Data provided:
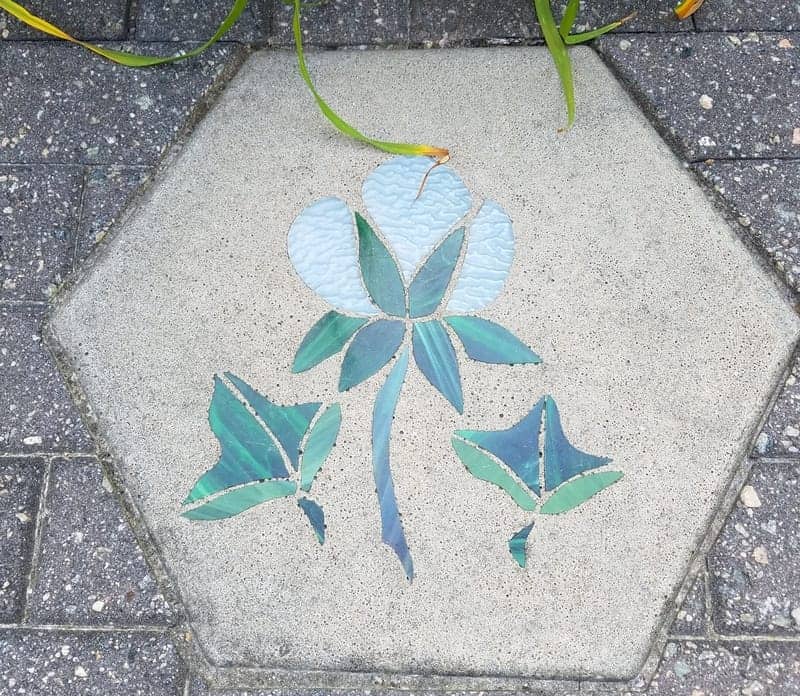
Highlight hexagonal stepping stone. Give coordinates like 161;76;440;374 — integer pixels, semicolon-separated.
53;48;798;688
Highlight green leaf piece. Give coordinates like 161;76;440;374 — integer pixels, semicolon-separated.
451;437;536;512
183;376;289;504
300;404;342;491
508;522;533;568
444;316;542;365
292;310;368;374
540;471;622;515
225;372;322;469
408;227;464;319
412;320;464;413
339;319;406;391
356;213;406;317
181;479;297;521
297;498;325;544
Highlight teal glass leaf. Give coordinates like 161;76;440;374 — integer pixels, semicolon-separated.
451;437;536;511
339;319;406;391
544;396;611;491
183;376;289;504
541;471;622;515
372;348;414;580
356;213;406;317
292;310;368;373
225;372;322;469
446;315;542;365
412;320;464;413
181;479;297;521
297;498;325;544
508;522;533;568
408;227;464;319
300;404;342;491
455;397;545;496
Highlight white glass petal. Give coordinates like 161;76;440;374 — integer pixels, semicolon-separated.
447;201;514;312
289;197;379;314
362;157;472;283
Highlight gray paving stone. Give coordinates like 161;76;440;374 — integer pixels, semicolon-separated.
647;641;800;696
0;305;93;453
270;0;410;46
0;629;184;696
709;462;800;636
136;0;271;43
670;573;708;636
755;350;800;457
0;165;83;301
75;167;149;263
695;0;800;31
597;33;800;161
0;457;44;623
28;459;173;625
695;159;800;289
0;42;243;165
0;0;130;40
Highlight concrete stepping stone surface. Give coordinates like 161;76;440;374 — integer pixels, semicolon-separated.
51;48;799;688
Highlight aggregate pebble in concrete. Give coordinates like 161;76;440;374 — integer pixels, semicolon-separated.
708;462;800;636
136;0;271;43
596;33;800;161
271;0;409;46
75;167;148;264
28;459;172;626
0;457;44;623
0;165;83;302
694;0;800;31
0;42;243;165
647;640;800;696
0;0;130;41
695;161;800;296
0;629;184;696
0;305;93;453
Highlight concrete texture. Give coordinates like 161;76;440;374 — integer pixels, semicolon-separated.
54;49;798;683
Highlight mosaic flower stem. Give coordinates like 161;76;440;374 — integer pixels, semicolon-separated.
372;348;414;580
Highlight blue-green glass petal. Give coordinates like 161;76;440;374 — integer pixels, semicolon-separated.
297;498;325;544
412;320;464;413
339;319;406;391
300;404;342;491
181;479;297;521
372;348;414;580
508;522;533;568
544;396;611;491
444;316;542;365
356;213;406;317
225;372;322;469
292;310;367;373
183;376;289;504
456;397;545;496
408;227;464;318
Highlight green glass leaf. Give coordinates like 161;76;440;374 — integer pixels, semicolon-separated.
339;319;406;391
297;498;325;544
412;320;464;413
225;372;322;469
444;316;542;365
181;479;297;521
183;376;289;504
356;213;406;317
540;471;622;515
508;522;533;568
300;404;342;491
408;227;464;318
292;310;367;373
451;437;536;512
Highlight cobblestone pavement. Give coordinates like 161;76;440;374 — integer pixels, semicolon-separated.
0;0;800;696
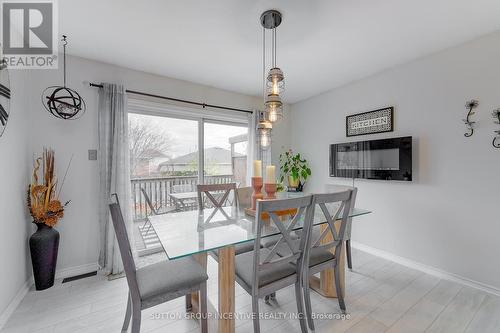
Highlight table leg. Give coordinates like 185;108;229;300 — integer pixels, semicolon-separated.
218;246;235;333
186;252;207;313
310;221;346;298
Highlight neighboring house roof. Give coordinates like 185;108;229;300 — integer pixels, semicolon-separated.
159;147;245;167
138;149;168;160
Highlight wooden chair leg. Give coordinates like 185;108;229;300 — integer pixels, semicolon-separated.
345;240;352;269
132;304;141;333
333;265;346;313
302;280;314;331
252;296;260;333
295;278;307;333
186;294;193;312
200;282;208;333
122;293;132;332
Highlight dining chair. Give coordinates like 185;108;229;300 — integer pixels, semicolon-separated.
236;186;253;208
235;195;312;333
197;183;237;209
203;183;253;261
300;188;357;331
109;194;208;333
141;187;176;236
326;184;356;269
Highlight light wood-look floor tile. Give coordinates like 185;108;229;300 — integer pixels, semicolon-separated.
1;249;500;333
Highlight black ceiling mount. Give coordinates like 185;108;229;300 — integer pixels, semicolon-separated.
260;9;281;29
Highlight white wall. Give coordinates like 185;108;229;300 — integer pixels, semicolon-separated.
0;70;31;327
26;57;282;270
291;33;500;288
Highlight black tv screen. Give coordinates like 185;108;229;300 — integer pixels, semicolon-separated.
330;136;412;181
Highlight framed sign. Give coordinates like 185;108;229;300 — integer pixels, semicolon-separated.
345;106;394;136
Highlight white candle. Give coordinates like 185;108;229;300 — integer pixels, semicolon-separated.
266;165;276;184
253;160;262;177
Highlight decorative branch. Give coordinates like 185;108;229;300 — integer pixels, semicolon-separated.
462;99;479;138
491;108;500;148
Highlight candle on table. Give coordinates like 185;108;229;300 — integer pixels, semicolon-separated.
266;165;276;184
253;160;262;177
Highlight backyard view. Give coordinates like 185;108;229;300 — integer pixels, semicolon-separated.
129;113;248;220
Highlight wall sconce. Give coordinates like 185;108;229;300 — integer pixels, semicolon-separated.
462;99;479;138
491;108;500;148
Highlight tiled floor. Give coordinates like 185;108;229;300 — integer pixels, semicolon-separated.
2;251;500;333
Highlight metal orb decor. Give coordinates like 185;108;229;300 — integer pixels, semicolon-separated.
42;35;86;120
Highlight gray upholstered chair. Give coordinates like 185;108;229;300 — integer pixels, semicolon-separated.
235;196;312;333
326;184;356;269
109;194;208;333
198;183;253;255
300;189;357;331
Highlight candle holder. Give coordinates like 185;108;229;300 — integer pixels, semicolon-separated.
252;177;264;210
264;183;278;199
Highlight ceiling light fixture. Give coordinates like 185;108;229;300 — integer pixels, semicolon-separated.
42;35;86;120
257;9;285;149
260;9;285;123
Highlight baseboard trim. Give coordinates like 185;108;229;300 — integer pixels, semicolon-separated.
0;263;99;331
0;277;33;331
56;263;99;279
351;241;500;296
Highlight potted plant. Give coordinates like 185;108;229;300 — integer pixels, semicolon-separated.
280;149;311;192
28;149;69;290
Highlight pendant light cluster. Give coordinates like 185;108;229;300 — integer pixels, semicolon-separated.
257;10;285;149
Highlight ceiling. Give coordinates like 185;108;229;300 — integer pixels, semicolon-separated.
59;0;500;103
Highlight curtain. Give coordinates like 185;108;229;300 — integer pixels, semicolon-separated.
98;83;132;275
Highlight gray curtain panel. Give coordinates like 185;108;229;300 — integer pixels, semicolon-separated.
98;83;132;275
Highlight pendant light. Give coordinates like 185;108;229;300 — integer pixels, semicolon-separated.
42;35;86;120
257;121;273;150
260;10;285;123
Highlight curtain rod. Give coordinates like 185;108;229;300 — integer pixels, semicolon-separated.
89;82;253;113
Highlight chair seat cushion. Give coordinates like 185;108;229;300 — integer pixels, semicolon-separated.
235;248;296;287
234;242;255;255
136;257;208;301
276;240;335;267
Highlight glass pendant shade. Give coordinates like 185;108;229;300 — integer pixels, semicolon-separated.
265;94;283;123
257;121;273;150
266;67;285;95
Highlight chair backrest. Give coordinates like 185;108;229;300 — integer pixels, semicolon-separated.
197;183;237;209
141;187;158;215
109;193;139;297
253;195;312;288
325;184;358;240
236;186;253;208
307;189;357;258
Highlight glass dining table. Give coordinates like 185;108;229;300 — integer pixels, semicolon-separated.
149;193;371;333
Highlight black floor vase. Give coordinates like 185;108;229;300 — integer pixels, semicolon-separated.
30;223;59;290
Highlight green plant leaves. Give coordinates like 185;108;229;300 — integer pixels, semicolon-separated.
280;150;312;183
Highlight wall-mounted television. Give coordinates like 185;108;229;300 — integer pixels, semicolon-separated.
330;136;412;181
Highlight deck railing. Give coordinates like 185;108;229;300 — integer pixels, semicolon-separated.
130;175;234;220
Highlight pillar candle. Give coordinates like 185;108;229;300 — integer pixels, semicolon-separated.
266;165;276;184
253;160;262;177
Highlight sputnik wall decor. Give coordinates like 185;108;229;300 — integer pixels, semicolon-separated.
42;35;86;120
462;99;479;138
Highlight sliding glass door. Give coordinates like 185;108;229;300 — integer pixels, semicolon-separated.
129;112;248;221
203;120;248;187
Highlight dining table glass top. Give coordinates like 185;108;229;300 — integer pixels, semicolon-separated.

Task statement:
Please pick out every line in the records above that contains the word "dining", and copy each of those lines.

Output for this task:
Highlight dining chair. Give coordinates like 185;108;229;300 — integer pixels, semicolon-separated.
Highlight glass dining table. Give coordinates like 185;108;229;300 — integer pixels, semicolon-separated.
Highlight dining table glass top. Give coordinates like 185;108;229;300 — integer pixels, semicolon-separated.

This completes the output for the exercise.